Collected data entries ::
________
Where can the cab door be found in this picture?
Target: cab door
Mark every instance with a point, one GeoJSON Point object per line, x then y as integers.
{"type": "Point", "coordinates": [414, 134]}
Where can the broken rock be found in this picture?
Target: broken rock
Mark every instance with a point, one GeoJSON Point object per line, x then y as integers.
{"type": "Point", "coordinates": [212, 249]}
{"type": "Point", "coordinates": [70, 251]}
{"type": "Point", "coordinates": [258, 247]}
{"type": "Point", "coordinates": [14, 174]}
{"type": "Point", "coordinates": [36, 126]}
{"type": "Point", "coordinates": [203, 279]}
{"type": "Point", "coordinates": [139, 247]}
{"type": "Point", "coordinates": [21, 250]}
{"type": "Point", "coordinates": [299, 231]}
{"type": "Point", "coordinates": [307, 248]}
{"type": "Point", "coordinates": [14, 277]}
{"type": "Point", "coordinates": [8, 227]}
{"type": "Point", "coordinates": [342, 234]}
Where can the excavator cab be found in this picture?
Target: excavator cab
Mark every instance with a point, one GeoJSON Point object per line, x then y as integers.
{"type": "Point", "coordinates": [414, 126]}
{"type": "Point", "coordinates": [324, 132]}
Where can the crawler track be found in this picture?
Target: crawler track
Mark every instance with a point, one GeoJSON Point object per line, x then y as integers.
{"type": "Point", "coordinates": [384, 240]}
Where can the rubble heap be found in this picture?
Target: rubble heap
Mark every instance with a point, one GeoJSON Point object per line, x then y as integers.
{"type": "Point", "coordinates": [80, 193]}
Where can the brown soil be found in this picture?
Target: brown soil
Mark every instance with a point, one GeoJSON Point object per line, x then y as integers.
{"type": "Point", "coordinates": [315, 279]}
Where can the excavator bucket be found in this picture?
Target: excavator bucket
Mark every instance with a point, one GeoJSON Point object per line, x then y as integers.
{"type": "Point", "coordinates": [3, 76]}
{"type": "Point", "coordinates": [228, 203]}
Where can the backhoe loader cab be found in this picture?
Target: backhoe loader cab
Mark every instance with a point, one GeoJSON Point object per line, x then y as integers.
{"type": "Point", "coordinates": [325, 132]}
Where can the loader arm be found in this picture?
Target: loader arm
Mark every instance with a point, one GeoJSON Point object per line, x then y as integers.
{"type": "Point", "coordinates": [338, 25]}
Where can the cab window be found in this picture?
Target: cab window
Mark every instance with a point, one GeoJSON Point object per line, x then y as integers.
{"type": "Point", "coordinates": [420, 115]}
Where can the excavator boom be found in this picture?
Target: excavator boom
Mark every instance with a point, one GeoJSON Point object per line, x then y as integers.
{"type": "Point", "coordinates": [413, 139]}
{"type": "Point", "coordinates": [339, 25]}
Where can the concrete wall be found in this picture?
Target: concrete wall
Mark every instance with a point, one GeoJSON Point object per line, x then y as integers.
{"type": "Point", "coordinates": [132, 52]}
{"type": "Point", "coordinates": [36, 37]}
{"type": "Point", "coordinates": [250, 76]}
________
Lines from the one containing "Target: backhoe loader cab" through the last line of the data above are the only output wanted; restate them exactly.

Target: backhoe loader cab
Mark every instance with a point, one GeoJSON Point object per line, x then y as integers.
{"type": "Point", "coordinates": [325, 132]}
Where can the loader arm be found in this picture?
Target: loader arm
Mark every instance with a point, one GeoJSON Point object per line, x then y as integers.
{"type": "Point", "coordinates": [338, 25]}
Where can the cab window be found in this picture?
Target: cab window
Mark every instance with a point, one GeoJSON Point object per line, x then y as integers.
{"type": "Point", "coordinates": [420, 115]}
Where can the excavator boom be found in this picture?
Target: excavator boom
Mark every instance with a point, one GeoJSON Point object per line, x then y as integers.
{"type": "Point", "coordinates": [413, 139]}
{"type": "Point", "coordinates": [339, 25]}
Where can the concrete wall be found in this picture?
Target: concrete wall
Mark every instance with a point, one GeoJSON Point object per line, x then y as integers.
{"type": "Point", "coordinates": [132, 52]}
{"type": "Point", "coordinates": [36, 37]}
{"type": "Point", "coordinates": [250, 76]}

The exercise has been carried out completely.